*What the task asks:*
Return every line of the data below that contains the string "distant", treating case as significant.

*Records to use:*
────

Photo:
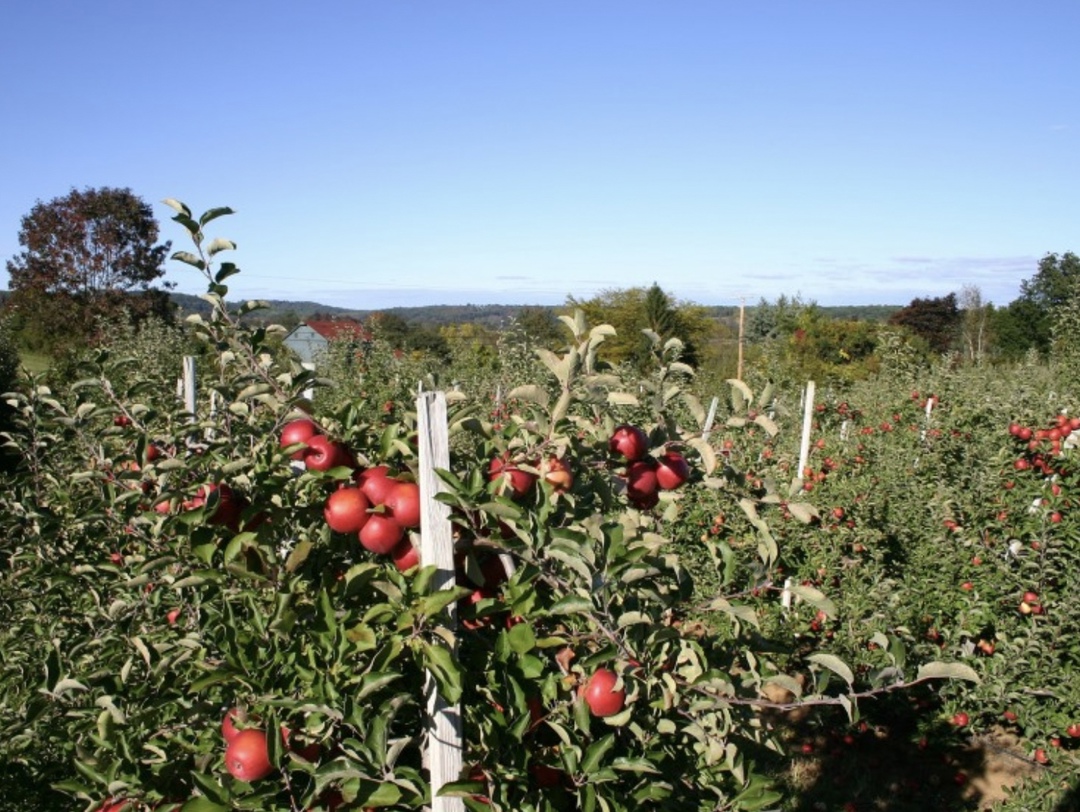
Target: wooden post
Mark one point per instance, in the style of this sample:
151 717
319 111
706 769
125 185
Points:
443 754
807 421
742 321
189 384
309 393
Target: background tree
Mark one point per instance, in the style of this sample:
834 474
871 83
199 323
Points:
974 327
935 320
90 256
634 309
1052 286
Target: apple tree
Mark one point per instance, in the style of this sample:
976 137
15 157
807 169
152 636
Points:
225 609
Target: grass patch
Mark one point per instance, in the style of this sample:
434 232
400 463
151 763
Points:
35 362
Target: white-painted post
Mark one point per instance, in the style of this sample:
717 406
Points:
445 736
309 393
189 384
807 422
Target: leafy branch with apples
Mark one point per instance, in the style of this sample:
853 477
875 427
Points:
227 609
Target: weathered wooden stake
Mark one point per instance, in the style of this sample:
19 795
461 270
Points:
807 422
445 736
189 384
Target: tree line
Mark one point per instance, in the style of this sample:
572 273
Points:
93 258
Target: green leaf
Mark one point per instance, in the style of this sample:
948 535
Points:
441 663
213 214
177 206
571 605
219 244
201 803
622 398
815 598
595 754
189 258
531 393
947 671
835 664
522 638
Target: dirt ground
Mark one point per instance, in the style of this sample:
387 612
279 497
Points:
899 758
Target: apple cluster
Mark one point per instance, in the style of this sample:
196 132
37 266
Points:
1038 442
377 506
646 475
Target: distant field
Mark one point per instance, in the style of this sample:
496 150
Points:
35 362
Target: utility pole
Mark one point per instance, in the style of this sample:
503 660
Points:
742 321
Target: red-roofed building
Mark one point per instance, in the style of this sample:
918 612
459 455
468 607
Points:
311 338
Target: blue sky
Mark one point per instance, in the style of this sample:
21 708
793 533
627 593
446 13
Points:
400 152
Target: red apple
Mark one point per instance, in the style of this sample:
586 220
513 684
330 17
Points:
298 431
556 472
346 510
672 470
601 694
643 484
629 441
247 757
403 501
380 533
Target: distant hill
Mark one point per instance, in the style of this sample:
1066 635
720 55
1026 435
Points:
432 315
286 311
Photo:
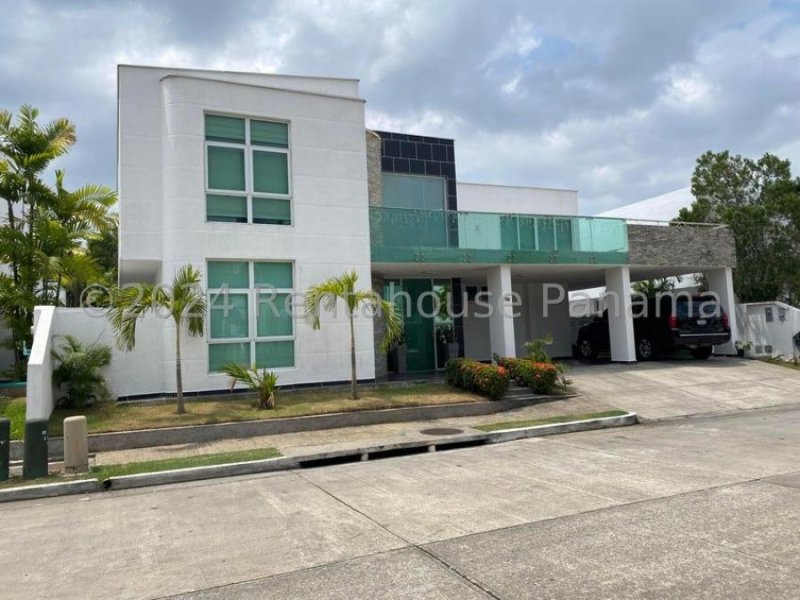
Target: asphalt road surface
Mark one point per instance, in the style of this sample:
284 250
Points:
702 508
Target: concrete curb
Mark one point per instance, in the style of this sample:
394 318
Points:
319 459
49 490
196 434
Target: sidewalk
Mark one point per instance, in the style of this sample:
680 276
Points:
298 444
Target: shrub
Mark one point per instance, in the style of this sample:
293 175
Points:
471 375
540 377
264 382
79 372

────

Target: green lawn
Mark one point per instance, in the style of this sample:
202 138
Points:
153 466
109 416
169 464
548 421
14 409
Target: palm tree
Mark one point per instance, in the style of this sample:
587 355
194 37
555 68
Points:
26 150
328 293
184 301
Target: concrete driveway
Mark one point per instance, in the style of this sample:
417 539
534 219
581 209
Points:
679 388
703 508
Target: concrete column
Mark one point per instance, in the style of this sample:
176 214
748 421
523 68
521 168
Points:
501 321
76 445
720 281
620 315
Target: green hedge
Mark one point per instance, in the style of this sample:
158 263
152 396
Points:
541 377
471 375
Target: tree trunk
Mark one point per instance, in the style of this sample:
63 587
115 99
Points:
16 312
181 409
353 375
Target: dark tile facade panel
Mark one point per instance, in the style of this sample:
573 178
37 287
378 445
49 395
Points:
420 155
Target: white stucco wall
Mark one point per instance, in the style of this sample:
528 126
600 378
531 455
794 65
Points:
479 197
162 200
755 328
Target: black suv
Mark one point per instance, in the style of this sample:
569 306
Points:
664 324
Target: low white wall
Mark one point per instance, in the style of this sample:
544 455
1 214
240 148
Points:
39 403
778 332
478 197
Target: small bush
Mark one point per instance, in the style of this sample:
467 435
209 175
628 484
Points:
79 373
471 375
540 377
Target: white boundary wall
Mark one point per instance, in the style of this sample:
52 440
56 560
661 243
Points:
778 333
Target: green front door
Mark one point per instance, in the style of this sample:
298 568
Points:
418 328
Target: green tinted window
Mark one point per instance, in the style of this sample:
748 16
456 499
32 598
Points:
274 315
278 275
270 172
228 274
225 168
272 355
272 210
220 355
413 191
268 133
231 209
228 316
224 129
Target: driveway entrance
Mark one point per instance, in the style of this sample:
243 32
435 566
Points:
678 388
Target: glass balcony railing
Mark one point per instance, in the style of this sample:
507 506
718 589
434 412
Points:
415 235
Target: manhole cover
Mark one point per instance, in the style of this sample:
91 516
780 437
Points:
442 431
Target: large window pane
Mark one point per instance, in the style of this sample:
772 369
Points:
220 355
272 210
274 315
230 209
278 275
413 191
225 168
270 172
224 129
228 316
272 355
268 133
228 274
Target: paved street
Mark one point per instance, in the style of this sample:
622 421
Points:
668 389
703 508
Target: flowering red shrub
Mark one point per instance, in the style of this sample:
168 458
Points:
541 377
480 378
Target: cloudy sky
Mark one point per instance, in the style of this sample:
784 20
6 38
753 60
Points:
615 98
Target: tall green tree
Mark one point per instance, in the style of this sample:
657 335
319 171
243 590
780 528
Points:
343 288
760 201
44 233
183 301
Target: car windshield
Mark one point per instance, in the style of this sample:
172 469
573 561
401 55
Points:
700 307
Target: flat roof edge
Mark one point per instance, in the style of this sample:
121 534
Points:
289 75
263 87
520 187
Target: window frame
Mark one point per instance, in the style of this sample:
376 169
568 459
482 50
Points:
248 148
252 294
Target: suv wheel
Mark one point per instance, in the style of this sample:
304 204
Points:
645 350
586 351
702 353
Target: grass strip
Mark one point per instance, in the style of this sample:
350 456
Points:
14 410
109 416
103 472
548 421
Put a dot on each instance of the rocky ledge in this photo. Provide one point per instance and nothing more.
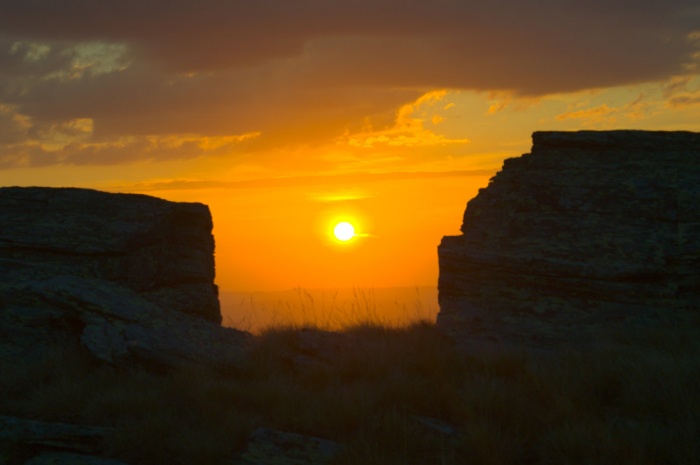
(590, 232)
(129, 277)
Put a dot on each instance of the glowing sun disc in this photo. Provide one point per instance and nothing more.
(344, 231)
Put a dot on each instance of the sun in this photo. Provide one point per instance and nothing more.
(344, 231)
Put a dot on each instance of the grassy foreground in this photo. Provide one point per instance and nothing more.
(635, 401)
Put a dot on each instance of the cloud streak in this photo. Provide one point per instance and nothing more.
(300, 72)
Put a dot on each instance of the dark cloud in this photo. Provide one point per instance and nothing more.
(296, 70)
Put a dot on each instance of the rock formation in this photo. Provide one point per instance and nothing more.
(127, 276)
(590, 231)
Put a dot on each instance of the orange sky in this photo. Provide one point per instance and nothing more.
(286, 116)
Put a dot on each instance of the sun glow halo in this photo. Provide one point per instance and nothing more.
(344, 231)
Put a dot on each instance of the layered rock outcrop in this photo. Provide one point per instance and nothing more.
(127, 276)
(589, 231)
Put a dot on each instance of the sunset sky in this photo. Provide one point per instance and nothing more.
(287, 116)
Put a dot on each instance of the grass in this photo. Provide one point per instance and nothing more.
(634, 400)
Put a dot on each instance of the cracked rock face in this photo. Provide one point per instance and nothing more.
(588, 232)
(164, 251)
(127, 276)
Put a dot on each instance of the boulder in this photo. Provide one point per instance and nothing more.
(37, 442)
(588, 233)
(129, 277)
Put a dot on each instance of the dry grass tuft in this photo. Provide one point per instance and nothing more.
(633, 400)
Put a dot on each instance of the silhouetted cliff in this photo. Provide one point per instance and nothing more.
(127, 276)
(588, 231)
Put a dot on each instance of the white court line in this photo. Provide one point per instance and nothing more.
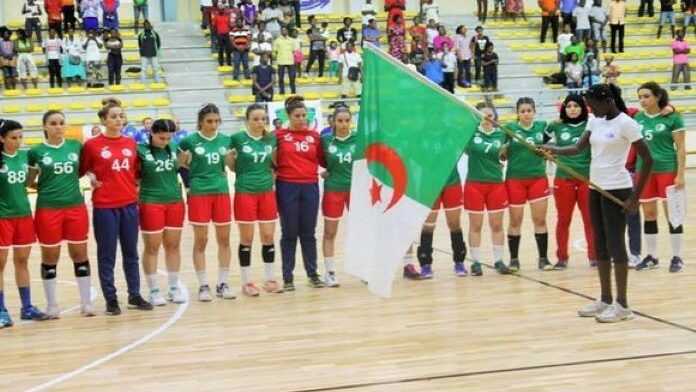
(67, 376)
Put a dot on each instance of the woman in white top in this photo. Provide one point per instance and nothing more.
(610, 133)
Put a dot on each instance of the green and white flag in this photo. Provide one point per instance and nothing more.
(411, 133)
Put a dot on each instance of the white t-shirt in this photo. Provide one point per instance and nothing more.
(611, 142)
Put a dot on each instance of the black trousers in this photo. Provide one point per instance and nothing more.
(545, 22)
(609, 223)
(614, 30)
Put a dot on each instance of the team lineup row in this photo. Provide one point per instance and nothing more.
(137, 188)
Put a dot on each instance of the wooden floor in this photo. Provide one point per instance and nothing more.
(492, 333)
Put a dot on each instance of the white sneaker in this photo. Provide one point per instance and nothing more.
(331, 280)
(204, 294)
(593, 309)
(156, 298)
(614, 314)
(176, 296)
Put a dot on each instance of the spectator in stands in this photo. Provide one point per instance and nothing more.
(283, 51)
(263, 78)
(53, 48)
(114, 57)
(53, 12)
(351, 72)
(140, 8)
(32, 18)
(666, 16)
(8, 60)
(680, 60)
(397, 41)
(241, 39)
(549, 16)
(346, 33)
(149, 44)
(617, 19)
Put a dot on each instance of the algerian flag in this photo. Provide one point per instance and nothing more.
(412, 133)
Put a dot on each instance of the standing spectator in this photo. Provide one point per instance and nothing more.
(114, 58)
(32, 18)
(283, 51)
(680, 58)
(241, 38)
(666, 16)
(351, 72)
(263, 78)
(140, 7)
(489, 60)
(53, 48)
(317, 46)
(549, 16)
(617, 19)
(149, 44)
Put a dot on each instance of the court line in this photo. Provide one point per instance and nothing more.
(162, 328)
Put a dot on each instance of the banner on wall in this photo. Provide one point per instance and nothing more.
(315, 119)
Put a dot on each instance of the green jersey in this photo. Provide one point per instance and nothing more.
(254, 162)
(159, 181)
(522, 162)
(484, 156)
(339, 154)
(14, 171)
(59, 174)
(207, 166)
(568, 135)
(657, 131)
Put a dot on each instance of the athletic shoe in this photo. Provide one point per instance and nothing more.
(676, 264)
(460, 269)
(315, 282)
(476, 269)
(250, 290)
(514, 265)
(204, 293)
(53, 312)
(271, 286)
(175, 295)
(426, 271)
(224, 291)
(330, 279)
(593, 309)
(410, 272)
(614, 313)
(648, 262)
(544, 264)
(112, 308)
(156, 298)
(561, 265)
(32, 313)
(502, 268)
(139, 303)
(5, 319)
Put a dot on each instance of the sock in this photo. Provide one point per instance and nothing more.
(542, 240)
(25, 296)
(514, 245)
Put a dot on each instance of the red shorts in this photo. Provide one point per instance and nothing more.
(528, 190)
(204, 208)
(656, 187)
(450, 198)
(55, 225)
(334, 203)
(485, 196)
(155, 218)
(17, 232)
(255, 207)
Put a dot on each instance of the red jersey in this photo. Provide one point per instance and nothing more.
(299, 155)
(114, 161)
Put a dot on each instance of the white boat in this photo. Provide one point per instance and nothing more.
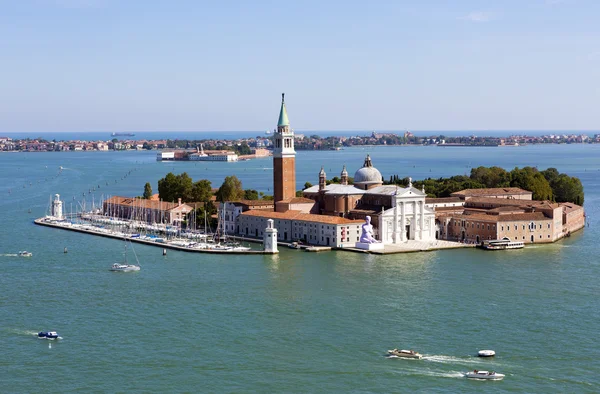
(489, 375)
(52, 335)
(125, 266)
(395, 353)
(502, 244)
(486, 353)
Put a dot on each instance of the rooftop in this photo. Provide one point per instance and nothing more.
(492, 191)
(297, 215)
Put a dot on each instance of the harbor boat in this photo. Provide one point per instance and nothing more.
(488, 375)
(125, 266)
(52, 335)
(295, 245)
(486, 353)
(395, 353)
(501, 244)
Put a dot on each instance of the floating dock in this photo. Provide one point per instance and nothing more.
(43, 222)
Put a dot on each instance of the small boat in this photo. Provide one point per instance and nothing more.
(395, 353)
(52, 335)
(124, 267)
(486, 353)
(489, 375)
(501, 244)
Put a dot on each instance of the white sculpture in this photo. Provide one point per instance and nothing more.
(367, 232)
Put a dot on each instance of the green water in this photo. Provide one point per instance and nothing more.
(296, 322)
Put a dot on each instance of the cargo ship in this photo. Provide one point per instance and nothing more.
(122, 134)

────

*Reply to the task:*
Target: distant field
Target: distant hill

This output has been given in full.